### Problem details
Include in the output the line containing "query | spot the melted" and each subsequent line of the records, through the end, transcribed exactly. Add nothing else.

### Record set

=====

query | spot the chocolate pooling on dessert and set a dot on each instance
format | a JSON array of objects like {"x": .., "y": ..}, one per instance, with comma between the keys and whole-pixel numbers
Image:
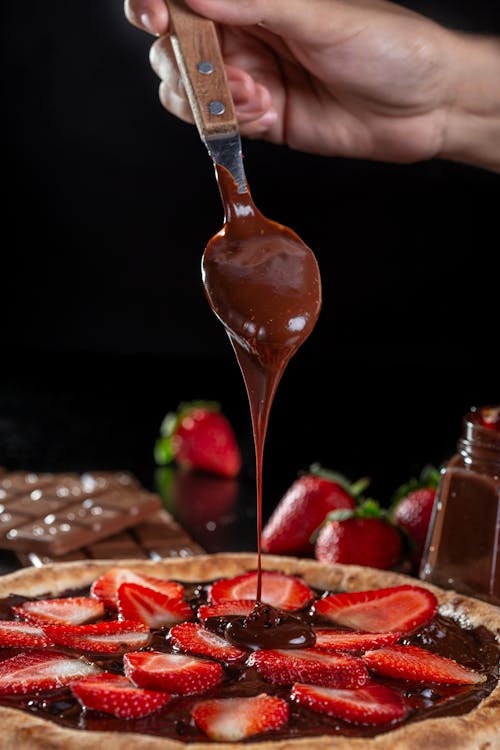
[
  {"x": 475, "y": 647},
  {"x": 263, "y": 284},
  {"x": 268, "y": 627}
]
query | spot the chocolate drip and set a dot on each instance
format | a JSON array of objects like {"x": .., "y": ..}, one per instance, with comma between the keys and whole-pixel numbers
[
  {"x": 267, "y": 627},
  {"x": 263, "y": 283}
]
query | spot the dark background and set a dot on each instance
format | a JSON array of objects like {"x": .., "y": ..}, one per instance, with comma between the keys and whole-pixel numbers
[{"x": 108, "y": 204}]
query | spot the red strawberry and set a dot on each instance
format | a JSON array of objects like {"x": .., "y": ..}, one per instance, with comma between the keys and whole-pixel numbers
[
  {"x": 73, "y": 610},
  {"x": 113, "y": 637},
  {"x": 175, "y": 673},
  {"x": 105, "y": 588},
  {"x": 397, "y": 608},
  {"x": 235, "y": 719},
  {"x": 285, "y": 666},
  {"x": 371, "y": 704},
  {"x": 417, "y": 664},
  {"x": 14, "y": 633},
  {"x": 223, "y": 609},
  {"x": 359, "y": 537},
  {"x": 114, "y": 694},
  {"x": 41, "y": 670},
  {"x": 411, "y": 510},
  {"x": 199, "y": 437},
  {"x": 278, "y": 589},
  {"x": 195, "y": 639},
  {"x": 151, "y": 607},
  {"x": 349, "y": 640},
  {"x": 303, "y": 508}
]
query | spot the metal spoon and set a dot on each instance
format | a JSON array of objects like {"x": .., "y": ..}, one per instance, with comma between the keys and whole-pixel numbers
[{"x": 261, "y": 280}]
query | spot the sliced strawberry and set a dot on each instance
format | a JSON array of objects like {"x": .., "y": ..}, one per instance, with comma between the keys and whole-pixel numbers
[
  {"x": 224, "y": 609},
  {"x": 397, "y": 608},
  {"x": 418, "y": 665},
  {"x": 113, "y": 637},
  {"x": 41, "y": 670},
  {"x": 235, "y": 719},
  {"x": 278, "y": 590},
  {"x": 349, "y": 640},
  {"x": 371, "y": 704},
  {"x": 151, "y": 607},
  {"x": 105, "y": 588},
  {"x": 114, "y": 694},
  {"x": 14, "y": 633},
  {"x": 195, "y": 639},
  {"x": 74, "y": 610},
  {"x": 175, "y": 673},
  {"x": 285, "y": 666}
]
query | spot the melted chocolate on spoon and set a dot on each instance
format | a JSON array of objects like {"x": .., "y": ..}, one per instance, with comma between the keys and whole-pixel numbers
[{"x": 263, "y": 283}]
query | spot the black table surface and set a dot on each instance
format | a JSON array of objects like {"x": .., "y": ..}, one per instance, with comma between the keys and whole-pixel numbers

=====

### Answer section
query | spot the melted chocolate on spoon and set a dot on each instance
format | a JSON array of objects like {"x": .., "y": ..}, one per instance, with comma between the keys and whole-pixel numbers
[{"x": 263, "y": 283}]
query | spot the black table surface and set a dot on each instance
format | a JSON array of objects like {"x": .., "y": ..}, one per instance, with comma between the keys and whole-pixel numbers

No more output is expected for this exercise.